[Records of labeled boxes]

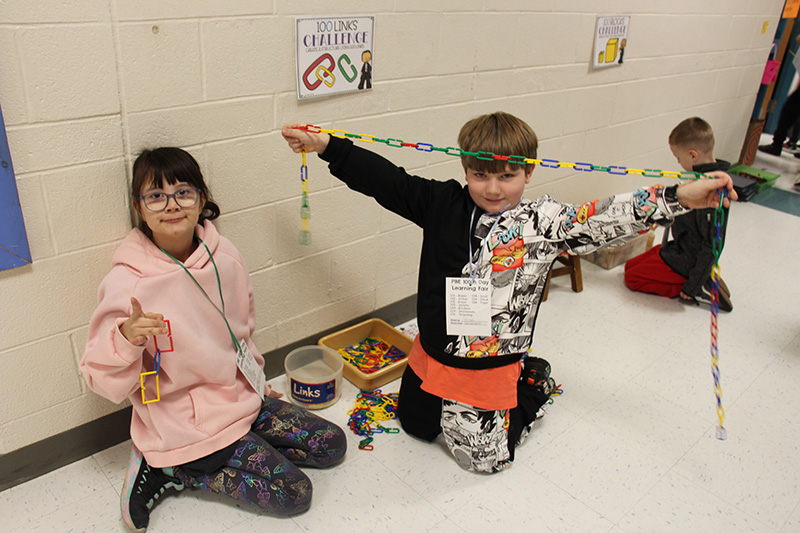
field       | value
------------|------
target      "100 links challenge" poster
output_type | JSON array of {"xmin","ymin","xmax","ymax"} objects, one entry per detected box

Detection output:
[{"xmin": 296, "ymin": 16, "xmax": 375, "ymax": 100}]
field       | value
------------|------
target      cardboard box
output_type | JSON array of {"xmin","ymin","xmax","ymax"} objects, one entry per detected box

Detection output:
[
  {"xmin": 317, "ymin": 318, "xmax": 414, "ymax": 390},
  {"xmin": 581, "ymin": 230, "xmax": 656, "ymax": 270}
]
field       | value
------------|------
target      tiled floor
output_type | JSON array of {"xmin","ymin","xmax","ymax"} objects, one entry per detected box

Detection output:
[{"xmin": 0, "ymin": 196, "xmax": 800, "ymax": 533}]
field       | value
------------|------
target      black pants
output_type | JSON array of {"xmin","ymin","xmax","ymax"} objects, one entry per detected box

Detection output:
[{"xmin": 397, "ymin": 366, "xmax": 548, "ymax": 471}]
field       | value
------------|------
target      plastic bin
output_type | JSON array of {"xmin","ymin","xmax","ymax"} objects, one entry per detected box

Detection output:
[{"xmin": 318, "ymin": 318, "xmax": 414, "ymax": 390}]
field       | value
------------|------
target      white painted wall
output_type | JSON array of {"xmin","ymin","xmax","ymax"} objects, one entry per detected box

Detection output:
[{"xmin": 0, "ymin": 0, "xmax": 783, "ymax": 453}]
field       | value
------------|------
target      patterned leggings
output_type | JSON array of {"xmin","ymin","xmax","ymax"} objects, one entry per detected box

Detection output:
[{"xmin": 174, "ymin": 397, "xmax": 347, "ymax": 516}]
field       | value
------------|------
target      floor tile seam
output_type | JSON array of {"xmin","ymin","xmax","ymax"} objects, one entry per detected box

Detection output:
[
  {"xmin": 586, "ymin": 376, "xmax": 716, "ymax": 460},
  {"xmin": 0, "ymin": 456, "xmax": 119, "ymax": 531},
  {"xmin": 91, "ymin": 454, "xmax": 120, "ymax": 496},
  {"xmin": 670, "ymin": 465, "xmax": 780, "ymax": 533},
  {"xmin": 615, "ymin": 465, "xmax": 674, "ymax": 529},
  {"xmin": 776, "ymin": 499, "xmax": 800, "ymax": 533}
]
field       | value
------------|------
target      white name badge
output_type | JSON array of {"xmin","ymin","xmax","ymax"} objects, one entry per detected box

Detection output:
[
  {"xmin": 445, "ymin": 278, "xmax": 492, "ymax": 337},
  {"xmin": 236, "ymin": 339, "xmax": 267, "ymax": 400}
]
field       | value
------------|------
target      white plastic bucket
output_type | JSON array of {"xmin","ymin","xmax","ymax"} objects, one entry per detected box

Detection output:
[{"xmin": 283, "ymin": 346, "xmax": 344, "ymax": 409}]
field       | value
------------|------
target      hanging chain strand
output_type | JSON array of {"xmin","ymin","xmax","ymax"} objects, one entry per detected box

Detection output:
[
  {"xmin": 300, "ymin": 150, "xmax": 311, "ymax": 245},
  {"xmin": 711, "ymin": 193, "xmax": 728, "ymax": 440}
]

▶ [CHALLENGE] Report each line of the records above that contains the string "target". Copy every such line in full.

▶ [RESPONSE TO THE TASK]
target      "100 links challenge" poster
target      cardboard box
target      tiled floor
target      black pants
target      plastic bin
target      white painted wall
target      patterned leggings
target      floor tile seam
target      white name badge
target      white plastic bucket
target      hanging chain strand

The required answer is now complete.